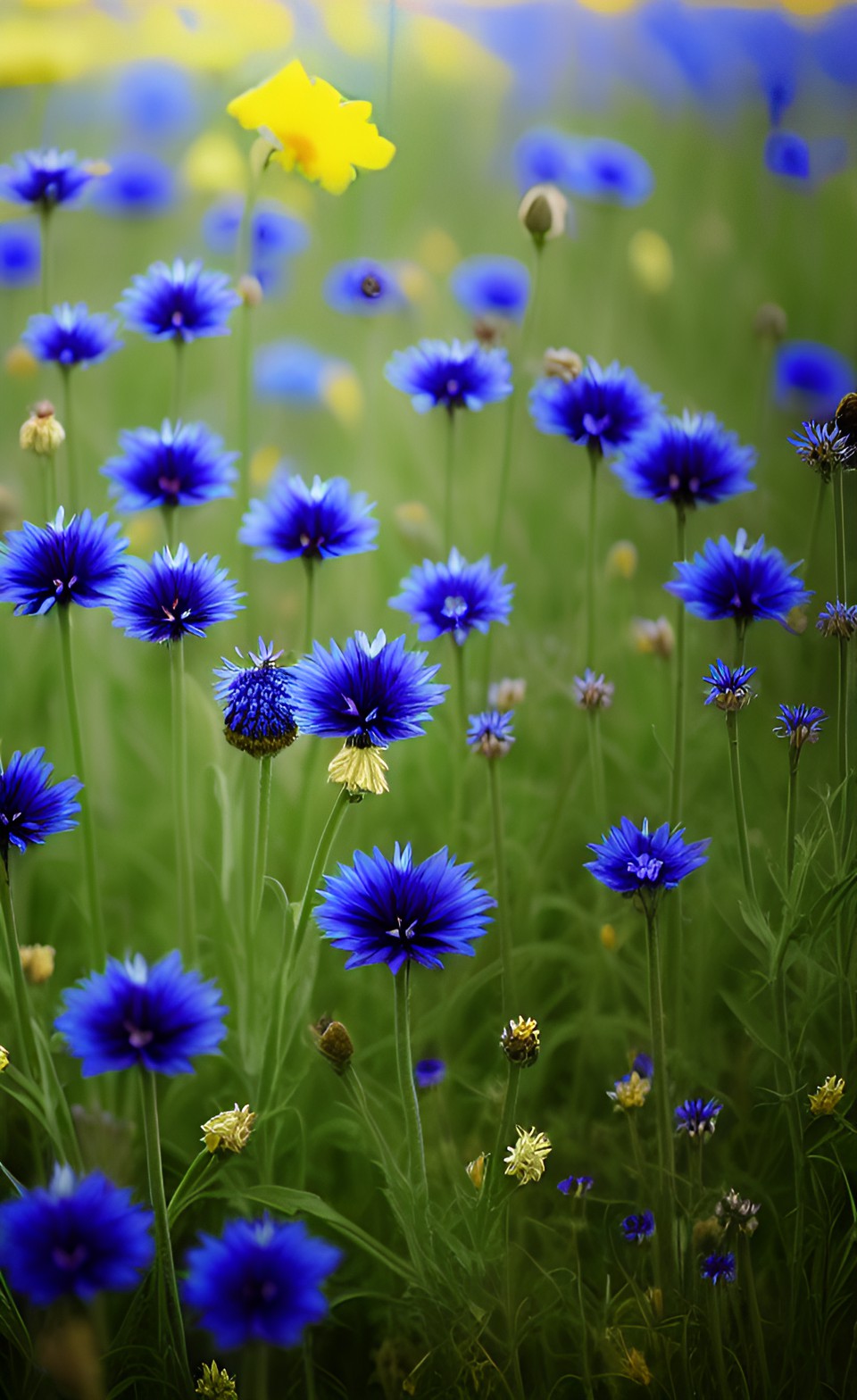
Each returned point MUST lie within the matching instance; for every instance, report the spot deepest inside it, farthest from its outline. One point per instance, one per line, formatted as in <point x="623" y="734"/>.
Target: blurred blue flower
<point x="298" y="521"/>
<point x="689" y="461"/>
<point x="395" y="912"/>
<point x="80" y="1235"/>
<point x="259" y="1283"/>
<point x="58" y="563"/>
<point x="20" y="254"/>
<point x="633" y="862"/>
<point x="31" y="806"/>
<point x="179" y="303"/>
<point x="734" y="581"/>
<point x="454" y="596"/>
<point x="159" y="1017"/>
<point x="172" y="596"/>
<point x="256" y="702"/>
<point x="454" y="376"/>
<point x="182" y="465"/>
<point x="603" y="409"/>
<point x="71" y="335"/>
<point x="492" y="288"/>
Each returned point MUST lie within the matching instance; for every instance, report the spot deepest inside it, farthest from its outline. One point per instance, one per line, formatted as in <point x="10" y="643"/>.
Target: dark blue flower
<point x="635" y="862"/>
<point x="58" y="563"/>
<point x="454" y="376"/>
<point x="172" y="596"/>
<point x="31" y="808"/>
<point x="734" y="581"/>
<point x="79" y="1235"/>
<point x="179" y="303"/>
<point x="298" y="521"/>
<point x="696" y="1118"/>
<point x="370" y="693"/>
<point x="256" y="702"/>
<point x="492" y="288"/>
<point x="44" y="178"/>
<point x="719" y="1269"/>
<point x="71" y="337"/>
<point x="603" y="409"/>
<point x="157" y="1017"/>
<point x="637" y="1228"/>
<point x="20" y="254"/>
<point x="395" y="912"/>
<point x="259" y="1283"/>
<point x="454" y="596"/>
<point x="182" y="465"/>
<point x="689" y="461"/>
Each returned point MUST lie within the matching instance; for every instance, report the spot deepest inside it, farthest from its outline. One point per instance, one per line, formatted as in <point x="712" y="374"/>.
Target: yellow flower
<point x="312" y="128"/>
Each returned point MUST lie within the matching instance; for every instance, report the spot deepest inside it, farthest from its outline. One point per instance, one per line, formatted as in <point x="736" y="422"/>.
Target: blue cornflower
<point x="734" y="581"/>
<point x="637" y="1229"/>
<point x="172" y="596"/>
<point x="490" y="732"/>
<point x="363" y="288"/>
<point x="492" y="288"/>
<point x="20" y="254"/>
<point x="80" y="1235"/>
<point x="31" y="808"/>
<point x="44" y="178"/>
<point x="635" y="862"/>
<point x="454" y="596"/>
<point x="603" y="409"/>
<point x="182" y="465"/>
<point x="811" y="379"/>
<point x="157" y="1017"/>
<point x="71" y="335"/>
<point x="454" y="376"/>
<point x="728" y="689"/>
<point x="259" y="1283"/>
<point x="398" y="913"/>
<point x="298" y="521"/>
<point x="256" y="702"/>
<point x="689" y="461"/>
<point x="719" y="1269"/>
<point x="179" y="303"/>
<point x="697" y="1119"/>
<point x="428" y="1074"/>
<point x="58" y="563"/>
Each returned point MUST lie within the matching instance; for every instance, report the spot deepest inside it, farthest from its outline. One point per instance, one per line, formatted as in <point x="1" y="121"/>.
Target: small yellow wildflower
<point x="312" y="128"/>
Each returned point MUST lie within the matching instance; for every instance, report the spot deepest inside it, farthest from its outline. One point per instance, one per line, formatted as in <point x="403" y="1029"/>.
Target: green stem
<point x="97" y="939"/>
<point x="165" y="1263"/>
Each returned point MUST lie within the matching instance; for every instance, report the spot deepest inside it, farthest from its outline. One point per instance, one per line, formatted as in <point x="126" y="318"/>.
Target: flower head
<point x="635" y="862"/>
<point x="527" y="1158"/>
<point x="31" y="806"/>
<point x="174" y="596"/>
<point x="71" y="335"/>
<point x="259" y="1281"/>
<point x="395" y="912"/>
<point x="157" y="1017"/>
<point x="453" y="376"/>
<point x="182" y="465"/>
<point x="80" y="1235"/>
<point x="312" y="128"/>
<point x="689" y="461"/>
<point x="256" y="702"/>
<point x="603" y="409"/>
<point x="734" y="581"/>
<point x="298" y="521"/>
<point x="454" y="596"/>
<point x="56" y="563"/>
<point x="179" y="303"/>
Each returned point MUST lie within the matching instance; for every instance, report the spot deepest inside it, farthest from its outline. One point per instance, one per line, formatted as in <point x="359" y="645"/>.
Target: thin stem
<point x="165" y="1263"/>
<point x="97" y="946"/>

+-------+

TASK TO COMPLETE: Pictures in the entries are to be skipped, and everything else repeated word for word.

WRITTEN RESPONSE:
Each returned point MUST lie within the matching instance; for every instance, report the spot deepest inside it, farthest from its outline. One point per instance, one per line, formatted as in <point x="623" y="734"/>.
Target: blurred blue flower
<point x="298" y="521"/>
<point x="689" y="461"/>
<point x="395" y="912"/>
<point x="80" y="1235"/>
<point x="259" y="1283"/>
<point x="58" y="563"/>
<point x="20" y="254"/>
<point x="633" y="862"/>
<point x="31" y="806"/>
<point x="179" y="303"/>
<point x="734" y="581"/>
<point x="454" y="596"/>
<point x="159" y="1017"/>
<point x="172" y="596"/>
<point x="256" y="702"/>
<point x="454" y="376"/>
<point x="182" y="465"/>
<point x="603" y="409"/>
<point x="71" y="335"/>
<point x="492" y="288"/>
Each returned point MUST lie within the matching instance; for every instance, report the spot deepest inside it, farthest from its outline. One point per instance, one per line, formatted as in <point x="10" y="643"/>.
Target: dark blue flower
<point x="635" y="862"/>
<point x="58" y="563"/>
<point x="454" y="376"/>
<point x="172" y="596"/>
<point x="31" y="808"/>
<point x="734" y="581"/>
<point x="79" y="1235"/>
<point x="179" y="303"/>
<point x="298" y="521"/>
<point x="696" y="1118"/>
<point x="370" y="693"/>
<point x="256" y="702"/>
<point x="492" y="288"/>
<point x="44" y="178"/>
<point x="719" y="1269"/>
<point x="71" y="337"/>
<point x="603" y="409"/>
<point x="157" y="1017"/>
<point x="637" y="1228"/>
<point x="20" y="254"/>
<point x="395" y="912"/>
<point x="259" y="1283"/>
<point x="454" y="596"/>
<point x="182" y="465"/>
<point x="689" y="461"/>
Each returned point MUST lie within the matching instance; for every instance, report the spot deepest inside it, farthest from its outline. One point per instance, one per line, formatted as in <point x="712" y="374"/>.
Target: yellow flower
<point x="312" y="128"/>
Each returned point MUST lie within the matching instance; for every instance, report the spot deepest inside it, farthest from its outline. One point per instance, one per line, formatted as in <point x="736" y="422"/>.
Target: blue cornflower
<point x="734" y="581"/>
<point x="637" y="1229"/>
<point x="172" y="596"/>
<point x="490" y="732"/>
<point x="363" y="288"/>
<point x="492" y="288"/>
<point x="20" y="254"/>
<point x="80" y="1235"/>
<point x="31" y="808"/>
<point x="44" y="178"/>
<point x="635" y="862"/>
<point x="454" y="596"/>
<point x="603" y="409"/>
<point x="182" y="465"/>
<point x="811" y="379"/>
<point x="157" y="1017"/>
<point x="71" y="335"/>
<point x="454" y="376"/>
<point x="728" y="689"/>
<point x="259" y="1283"/>
<point x="398" y="913"/>
<point x="298" y="521"/>
<point x="256" y="702"/>
<point x="689" y="461"/>
<point x="719" y="1269"/>
<point x="179" y="303"/>
<point x="697" y="1119"/>
<point x="428" y="1074"/>
<point x="58" y="563"/>
Each returned point MUST lie within the matching instance; for every instance, report the spot deepest inside it, farthest from its outline. One point per instance, one per line, formatted as in <point x="1" y="121"/>.
Target: small yellow wildflower
<point x="312" y="128"/>
Each returned point MUST lie within the matching instance; for every instance, report the spot deepest inside it, farthest from its outline. One point per instance, one per line, formatted as in <point x="403" y="1029"/>.
Target: green stem
<point x="97" y="939"/>
<point x="165" y="1263"/>
Each returned point MUST lie within the matching instance; for every instance, report the spot deepest inside it, farthest from its outline. One point per instance, one per line, formatted as in <point x="126" y="318"/>.
Target: flower head
<point x="635" y="862"/>
<point x="527" y="1158"/>
<point x="31" y="806"/>
<point x="174" y="596"/>
<point x="71" y="335"/>
<point x="259" y="1281"/>
<point x="395" y="912"/>
<point x="157" y="1017"/>
<point x="453" y="376"/>
<point x="182" y="465"/>
<point x="80" y="1235"/>
<point x="312" y="128"/>
<point x="689" y="461"/>
<point x="256" y="702"/>
<point x="603" y="409"/>
<point x="734" y="581"/>
<point x="298" y="521"/>
<point x="454" y="596"/>
<point x="56" y="563"/>
<point x="179" y="303"/>
Each returned point MUST lie within the matching instance; for every instance, report the spot deepest inside it, farthest from its outline. One point per instance, one per line, formatted as in <point x="359" y="645"/>.
Target: thin stem
<point x="165" y="1263"/>
<point x="97" y="946"/>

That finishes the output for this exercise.